Stated exercise
Render the lines of the data below as a numbered list, omitting any blank lines.

Material for this exercise
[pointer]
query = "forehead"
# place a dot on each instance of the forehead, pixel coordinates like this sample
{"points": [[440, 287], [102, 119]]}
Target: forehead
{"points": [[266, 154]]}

Completed task
1. [pointer]
2. query = "forehead"
3. # place a dot on each instance of the forehead, pixel coordinates like this sample
4. {"points": [[440, 287], [102, 119]]}
5. Target: forehead
6. {"points": [[266, 154]]}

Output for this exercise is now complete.